_Page text_:
# Writing Exercises and Memes



## Murphy Z (Aug 12, 2009)

This thread is link various writing exercises on FA or elsewhere. You can also put writing meme questions and answers here too.

poetigress hosts a "Thursday Prompt," and it comes out on Thursdays ; basically she thinks of a word or phrase and you write something about it)

FAQ: http://www.furaffinity.net/view/723637/

it's restarting on 08/13/09

GraveyardGreg hosts a "Tarbh challenge" and he thinks of a word or phrase, and you write something about it, but it has to be *exactly* 100 words.

Go to his journals to see some :
http://www.furaffinity.net/journals/graveyardgreg/
(if you watch him, you get them automatically)

Here is some non FA links that poetigress has given me 'cause she's super:

Dragon Writing Prompts: http://dragonwritingprompts.blogsome.com/ 

Ink Provoking: http://www.inkprovoking.com/

The Story Starter: http://www.thestorystarter.com/

WritingFix (choose the "Writing Prompts" menu in the left column): http://www.writingfix.com/

Mike Barker's Writers' Exercises:  
http://web.mit.edu/mbarker/www/exer.....exercises.html

I can update this as things change.


----------



## panzergulo (Aug 13, 2009)

Looks great. I'm recommending Poetigress' Thursday Prompt to everybody reading this. Great way to meet other writers and improve your work.  I'm adding a link to this thread to the collection of collections.

Edit: And it was done.


----------



## Shotgunjim (Aug 14, 2009)

I did my first Thursday Prompt just yesterday. I think I'll be doing some more, too!


----------



## Graveyard Greg (Aug 21, 2009)

_Dataset excerpts_:
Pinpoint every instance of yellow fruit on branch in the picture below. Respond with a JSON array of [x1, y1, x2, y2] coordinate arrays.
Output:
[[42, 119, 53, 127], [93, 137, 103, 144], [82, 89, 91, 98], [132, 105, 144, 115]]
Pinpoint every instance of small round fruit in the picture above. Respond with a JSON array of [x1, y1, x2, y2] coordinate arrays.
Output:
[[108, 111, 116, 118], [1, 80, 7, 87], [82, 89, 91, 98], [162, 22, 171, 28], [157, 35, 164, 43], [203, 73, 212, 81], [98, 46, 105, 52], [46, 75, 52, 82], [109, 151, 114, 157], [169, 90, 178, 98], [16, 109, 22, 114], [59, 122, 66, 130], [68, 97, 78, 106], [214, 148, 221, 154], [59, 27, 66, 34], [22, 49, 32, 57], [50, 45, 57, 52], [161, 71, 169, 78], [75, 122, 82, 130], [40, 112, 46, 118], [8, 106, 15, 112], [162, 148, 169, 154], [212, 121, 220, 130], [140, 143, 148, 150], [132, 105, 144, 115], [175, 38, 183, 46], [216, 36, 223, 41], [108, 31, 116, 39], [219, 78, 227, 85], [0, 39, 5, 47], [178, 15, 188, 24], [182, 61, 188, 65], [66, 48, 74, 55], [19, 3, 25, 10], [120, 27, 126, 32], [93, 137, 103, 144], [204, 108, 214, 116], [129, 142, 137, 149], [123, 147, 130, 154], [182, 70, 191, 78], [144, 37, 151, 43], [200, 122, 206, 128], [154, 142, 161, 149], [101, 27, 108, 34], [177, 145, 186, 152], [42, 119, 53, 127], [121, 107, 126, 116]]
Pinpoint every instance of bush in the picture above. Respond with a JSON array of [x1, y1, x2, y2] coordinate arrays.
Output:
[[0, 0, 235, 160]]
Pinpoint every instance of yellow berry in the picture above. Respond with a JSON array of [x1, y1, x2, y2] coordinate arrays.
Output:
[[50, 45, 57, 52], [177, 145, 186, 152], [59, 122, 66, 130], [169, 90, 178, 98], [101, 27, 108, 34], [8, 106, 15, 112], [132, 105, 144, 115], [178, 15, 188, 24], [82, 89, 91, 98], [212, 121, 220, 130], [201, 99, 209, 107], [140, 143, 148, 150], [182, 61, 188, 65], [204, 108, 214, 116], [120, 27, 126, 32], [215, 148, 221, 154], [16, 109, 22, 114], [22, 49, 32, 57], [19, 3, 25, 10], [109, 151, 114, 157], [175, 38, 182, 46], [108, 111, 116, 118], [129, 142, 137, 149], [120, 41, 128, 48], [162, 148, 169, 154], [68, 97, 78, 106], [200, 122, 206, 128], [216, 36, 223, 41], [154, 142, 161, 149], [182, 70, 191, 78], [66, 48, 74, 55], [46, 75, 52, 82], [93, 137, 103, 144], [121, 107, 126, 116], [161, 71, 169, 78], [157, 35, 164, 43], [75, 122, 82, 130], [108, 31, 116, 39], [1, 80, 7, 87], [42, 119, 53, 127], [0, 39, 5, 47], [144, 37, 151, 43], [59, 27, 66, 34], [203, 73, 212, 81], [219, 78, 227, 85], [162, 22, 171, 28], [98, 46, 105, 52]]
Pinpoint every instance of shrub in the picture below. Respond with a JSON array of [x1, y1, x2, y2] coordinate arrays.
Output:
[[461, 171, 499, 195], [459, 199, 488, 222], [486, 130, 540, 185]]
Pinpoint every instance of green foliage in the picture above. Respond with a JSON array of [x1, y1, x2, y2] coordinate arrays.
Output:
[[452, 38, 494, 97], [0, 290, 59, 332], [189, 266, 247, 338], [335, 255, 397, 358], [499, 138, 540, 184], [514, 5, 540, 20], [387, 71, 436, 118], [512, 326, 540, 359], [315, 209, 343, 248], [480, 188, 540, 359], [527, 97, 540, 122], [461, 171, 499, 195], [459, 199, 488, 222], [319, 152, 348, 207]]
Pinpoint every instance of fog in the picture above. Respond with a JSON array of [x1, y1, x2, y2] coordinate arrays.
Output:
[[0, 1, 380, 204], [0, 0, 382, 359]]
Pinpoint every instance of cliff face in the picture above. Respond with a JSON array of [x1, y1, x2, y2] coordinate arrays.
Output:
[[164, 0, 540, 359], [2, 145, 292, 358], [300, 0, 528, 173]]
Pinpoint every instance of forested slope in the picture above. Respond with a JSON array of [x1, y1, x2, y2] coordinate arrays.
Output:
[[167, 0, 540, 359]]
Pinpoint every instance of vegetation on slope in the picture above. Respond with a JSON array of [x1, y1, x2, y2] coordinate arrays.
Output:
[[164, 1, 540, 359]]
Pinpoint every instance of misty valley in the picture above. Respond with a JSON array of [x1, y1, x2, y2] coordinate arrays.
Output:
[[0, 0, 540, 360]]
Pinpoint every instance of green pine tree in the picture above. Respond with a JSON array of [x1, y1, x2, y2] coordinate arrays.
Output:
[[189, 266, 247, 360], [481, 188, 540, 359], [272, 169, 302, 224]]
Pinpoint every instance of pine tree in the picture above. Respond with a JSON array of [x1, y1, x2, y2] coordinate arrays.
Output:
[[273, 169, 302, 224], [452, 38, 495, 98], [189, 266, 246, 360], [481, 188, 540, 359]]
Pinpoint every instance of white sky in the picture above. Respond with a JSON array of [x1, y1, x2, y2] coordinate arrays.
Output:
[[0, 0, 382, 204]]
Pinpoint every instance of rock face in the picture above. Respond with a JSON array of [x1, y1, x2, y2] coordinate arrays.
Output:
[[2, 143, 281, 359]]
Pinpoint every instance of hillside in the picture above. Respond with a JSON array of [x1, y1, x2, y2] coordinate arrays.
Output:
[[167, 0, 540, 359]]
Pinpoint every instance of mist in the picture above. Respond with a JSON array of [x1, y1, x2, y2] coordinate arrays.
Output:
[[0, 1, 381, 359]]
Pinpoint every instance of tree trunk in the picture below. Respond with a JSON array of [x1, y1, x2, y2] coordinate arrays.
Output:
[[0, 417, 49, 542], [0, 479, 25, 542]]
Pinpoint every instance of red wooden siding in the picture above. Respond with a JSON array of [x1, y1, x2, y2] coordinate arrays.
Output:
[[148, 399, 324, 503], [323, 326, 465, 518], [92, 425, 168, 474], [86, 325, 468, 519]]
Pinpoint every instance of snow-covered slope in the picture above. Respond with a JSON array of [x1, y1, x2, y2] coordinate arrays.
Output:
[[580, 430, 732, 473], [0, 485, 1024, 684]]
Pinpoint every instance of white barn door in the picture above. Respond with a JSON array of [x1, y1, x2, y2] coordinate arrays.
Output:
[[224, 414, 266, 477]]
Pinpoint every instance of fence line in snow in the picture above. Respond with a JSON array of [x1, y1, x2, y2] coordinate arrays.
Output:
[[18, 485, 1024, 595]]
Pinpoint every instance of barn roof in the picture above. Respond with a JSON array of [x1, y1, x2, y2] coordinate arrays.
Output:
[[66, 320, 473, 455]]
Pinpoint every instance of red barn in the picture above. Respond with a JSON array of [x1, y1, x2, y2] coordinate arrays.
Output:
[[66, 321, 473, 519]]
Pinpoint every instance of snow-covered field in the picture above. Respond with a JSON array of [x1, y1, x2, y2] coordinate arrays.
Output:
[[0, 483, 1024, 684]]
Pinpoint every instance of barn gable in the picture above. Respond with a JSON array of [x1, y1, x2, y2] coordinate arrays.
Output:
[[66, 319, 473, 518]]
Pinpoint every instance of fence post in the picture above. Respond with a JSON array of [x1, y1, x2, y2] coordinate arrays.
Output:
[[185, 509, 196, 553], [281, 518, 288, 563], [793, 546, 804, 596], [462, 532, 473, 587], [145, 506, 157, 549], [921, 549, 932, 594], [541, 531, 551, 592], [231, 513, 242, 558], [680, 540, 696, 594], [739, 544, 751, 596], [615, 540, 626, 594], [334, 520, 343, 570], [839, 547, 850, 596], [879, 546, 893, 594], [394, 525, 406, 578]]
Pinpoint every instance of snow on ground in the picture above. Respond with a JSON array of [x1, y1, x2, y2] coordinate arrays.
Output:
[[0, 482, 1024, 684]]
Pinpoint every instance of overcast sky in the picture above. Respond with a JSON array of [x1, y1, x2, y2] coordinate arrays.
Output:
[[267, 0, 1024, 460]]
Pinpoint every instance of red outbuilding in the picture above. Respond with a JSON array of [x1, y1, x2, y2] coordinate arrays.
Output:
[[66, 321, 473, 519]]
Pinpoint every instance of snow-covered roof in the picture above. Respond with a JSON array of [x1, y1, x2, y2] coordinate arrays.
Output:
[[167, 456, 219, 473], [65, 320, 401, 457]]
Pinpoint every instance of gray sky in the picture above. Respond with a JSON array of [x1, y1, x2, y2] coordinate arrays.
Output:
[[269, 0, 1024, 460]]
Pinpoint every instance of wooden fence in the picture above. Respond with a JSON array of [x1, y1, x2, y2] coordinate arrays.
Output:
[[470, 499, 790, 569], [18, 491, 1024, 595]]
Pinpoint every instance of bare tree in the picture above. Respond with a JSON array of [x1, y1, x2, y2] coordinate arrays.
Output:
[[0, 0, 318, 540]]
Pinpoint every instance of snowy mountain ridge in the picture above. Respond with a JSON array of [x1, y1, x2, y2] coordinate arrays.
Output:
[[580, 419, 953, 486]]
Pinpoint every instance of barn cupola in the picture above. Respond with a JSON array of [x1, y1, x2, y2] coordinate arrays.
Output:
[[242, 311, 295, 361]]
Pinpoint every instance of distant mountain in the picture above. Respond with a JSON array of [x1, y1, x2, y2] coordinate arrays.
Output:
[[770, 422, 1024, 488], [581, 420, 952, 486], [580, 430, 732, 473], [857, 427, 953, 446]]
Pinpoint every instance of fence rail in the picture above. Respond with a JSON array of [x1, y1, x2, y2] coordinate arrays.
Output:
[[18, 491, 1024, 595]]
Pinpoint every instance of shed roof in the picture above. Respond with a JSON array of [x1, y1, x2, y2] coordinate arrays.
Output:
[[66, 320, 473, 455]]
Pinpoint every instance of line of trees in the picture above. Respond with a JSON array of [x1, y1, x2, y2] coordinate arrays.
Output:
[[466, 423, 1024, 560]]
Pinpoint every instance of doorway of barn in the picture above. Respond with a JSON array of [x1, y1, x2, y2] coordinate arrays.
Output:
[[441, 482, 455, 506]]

_Task instructions_: Retype the passage from the writing-exercises thread, starting with "# Writing Exercises" and going on through "something about it)".

_Result below_:
# Writing Exercises and Memes



## Murphy Z (Aug 12, 2009)

This thread is link various writing exercises on FA or elsewhere. You can also put writing meme questions and answers here too.

poetigress hosts a "Thursday Prompt," and it comes out on Thursdays ; basically she thinks of a word or phrase and you write something about it)